- _What is being asked_
Which lines in the material below contain the word "soil"? Pull out each of them and copy it in full.

- _Record extracts_
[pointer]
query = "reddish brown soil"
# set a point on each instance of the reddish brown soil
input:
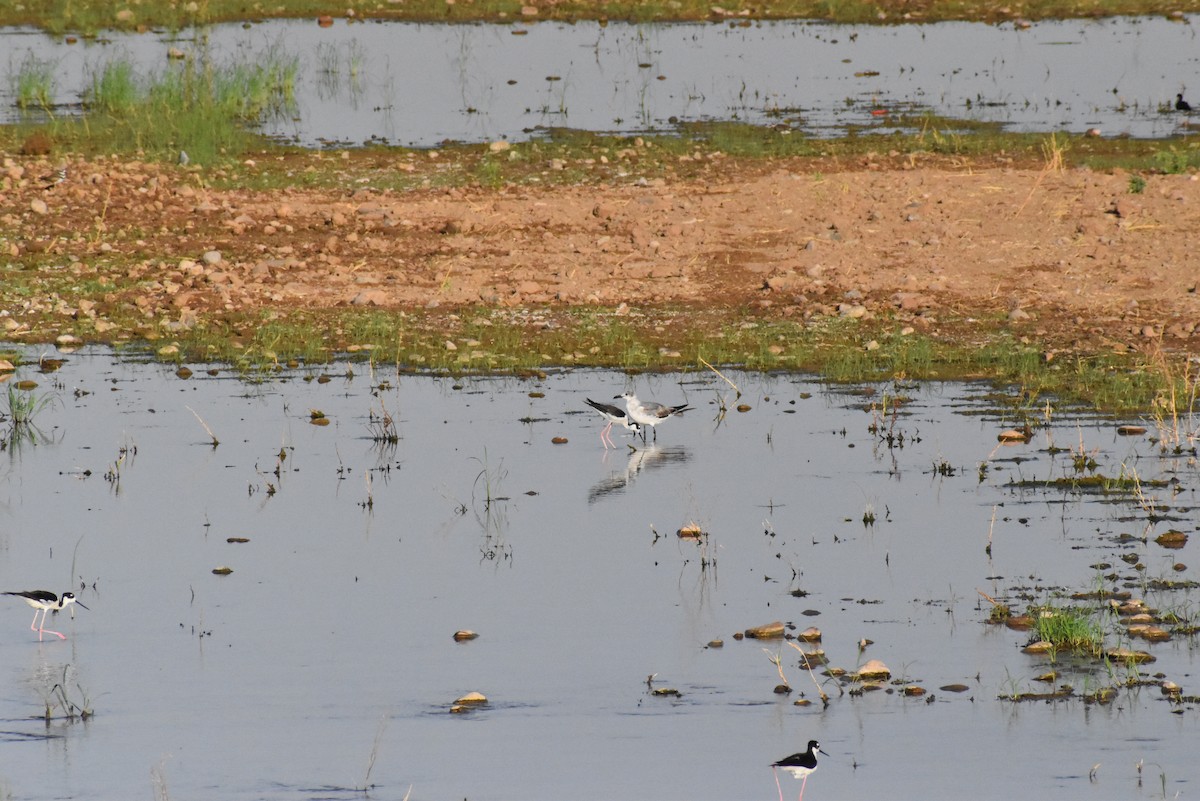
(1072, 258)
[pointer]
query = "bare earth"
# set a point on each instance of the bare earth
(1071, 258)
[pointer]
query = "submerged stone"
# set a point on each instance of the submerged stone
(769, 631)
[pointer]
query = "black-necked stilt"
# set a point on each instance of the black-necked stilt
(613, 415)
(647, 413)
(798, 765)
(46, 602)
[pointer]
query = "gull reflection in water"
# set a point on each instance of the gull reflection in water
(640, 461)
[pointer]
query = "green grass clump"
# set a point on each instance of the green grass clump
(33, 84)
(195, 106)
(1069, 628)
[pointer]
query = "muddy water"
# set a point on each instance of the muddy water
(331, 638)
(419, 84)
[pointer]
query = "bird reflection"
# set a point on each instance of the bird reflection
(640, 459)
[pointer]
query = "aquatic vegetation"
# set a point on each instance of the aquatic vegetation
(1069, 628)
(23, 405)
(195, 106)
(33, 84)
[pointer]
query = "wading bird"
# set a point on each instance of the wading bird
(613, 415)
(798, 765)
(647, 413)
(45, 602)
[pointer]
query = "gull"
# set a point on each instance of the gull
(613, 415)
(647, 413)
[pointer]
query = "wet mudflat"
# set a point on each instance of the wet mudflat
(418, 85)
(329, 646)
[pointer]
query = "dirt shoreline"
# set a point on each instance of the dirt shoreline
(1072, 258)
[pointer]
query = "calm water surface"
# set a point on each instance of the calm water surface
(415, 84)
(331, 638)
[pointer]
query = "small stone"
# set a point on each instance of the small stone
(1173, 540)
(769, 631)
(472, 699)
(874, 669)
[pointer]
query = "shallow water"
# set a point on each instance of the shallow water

- _Task result_
query = "reddish brown soil"
# set a point on each instance of the reddish brown soil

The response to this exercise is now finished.